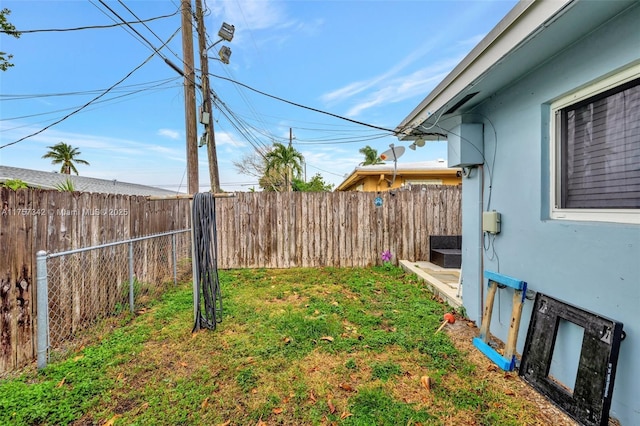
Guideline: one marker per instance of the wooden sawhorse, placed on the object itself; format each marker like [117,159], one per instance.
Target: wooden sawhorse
[508,360]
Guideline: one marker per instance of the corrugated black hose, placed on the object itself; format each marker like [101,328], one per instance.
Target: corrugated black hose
[205,258]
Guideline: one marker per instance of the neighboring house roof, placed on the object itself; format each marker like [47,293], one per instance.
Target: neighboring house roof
[529,35]
[49,180]
[423,169]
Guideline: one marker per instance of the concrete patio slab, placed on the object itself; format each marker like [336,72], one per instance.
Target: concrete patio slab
[444,282]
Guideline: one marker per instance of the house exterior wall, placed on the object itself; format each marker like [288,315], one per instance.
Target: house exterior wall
[592,265]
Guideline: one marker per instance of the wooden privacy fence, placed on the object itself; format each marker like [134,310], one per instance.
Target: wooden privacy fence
[342,229]
[254,230]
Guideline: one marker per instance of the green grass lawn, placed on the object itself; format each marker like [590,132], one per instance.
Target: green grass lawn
[295,347]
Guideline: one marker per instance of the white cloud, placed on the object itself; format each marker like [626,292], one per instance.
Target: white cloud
[171,134]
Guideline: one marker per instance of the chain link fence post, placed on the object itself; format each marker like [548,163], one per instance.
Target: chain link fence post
[131,277]
[42,304]
[175,262]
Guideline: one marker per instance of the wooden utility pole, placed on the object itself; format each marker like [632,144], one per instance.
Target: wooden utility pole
[206,103]
[190,98]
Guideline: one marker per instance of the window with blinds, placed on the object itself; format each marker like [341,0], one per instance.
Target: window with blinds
[595,150]
[599,150]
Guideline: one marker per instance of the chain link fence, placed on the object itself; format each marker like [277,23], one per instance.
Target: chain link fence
[78,287]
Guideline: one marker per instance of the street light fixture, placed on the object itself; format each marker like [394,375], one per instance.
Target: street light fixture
[224,53]
[226,31]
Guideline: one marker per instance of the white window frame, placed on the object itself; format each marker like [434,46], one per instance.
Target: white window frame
[599,215]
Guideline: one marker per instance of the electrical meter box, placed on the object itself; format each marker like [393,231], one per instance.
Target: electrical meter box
[491,222]
[465,146]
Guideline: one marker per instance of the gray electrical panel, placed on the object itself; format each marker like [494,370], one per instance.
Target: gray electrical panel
[465,145]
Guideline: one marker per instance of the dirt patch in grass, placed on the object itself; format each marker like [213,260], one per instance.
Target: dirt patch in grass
[305,347]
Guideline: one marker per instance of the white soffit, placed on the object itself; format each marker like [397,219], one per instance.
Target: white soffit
[523,22]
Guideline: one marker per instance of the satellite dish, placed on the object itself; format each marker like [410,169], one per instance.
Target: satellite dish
[392,154]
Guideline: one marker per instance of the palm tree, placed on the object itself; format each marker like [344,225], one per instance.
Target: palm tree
[370,156]
[285,161]
[66,155]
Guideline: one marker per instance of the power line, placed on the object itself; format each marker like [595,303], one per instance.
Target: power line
[130,93]
[91,27]
[92,100]
[17,97]
[304,106]
[147,27]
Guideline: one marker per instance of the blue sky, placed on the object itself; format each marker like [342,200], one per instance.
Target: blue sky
[370,61]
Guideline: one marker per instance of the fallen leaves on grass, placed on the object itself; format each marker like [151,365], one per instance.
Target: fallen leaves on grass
[346,386]
[426,382]
[112,420]
[345,414]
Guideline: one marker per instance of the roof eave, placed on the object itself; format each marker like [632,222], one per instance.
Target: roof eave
[526,19]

** WHAT IS NEEDED **
Pictures stay out; the data above is to be returned exactly.

** EXERCISE RESULT **
Guideline: one marker per instance of the wooden sawhorse, placed on the object itself; format each marker like [117,159], one per instance.
Target: wooden sawhorse
[508,360]
Guideline: one marker per instance of the corrugated black hose, placed on the object itself; format each marker like [101,328], one per instance.
Target: corrugated black hose
[205,258]
Guideline: one marker per instance of the neighboring house roof, placed on the object itself; format each marker like [47,293], one per instance.
Target: neighboring house roof
[529,35]
[49,180]
[423,169]
Guideline: one marker per instance of the concrete patio slab, placed on the object itself; format each marker like [336,72], one per instance.
Target: concrete patio slab
[444,282]
Guideline: one marker per instance of the house exterior wall, placed on the object itself; format each marker like [288,315], one per instance.
Target: house exterior wall
[592,265]
Guideline: one marker per instance of the wooden privacy fence, placed on the object itself; format each marker like [134,310], one per instance.
Target: wooden privacy fence
[342,229]
[254,230]
Guideline: one marker per instance of the green grass lawn, placed on the object itself; format each marker like [590,132], one per instance.
Target: green grass lawn
[295,347]
Guideline: one marker per instance of the white cloud, placed on the object itself; format each marker like [626,292], one per instance.
Target: white cloud
[171,134]
Guideline: one marker per instance of the chain link fence post, placed on the object itself; format each marker like [548,163], one per instance.
Target: chain link fence post
[131,277]
[42,304]
[175,262]
Guideline: one marker per instance of the wooden utility pole, placed on the object itself; format each marker like [632,144], one per instance.
Target: wooden utility pole
[206,103]
[190,98]
Guideline: one marker per instance of the window with blinds, placed on the object itself; format each marker like [341,0], one per instance.
Target: window with blinds
[595,150]
[599,150]
Guideline: one marker per instance of the chain link fence, placed on the object itself; format each marker like [277,23], one per instance.
Target: chain link fence
[78,287]
Guideline: one marker per instance of the street light fixture, placed on the object itself; format each marker like [394,375], one per instance.
Target: street light fixture
[224,53]
[226,31]
Guideline: one marker per instance of the white window frame, placed on the object itself; format each marker like [434,46], one per instance.
Target: white window frame
[599,215]
Guideline: one marker per instance of the electrical meter box, placed on the object itself; format each marker like [393,231], one per instance.
Target: electrical meter box
[491,222]
[465,146]
Guideline: one marker per instance of the gray electrical panel, placed on the object itself; format each marker like [494,370], one per instance.
Target: gray electrical panel
[465,145]
Guideline: one marker per instance of the dirt patch in grass, placed on the object itself; format each marker like [213,260], one per instance.
Target: dirt patch in grass
[305,347]
Guideline: one marker per instance of the white soffit, placed on the object itself; format each marker like [397,219], one per instance.
Target: white soffit
[523,22]
Guideline: one marker per instance of the satellite dish, placed on the object itself; format each marker like [410,169], one per instance.
Target: satellite dish
[392,154]
Guideline: one marker per instance of the palm tree, placed on the object itself; format each marker like [344,225], one per instance.
Target: palm tree
[370,156]
[285,161]
[66,155]
Guideline: one marker per instance of the power line, placed on the object itself; format each marker like [595,303], one per instance.
Target: power line
[130,93]
[91,27]
[92,100]
[17,97]
[304,106]
[147,27]
Guideline: one marker per instance of the blue sky, placed on the object itself; format each marker like [342,200], one per instance.
Target: blue sky
[370,61]
Guideline: one marker per instance of the fallen leaves on grass, placed on the object itself; format each marker like [151,365], one per instance.
Target: fallen leaves on grass
[346,386]
[426,382]
[112,420]
[345,414]
Guideline: one marker per instance of the roof eave, placed on the object itself; format each marker like [632,222], one per instance.
Target: roof eave
[526,19]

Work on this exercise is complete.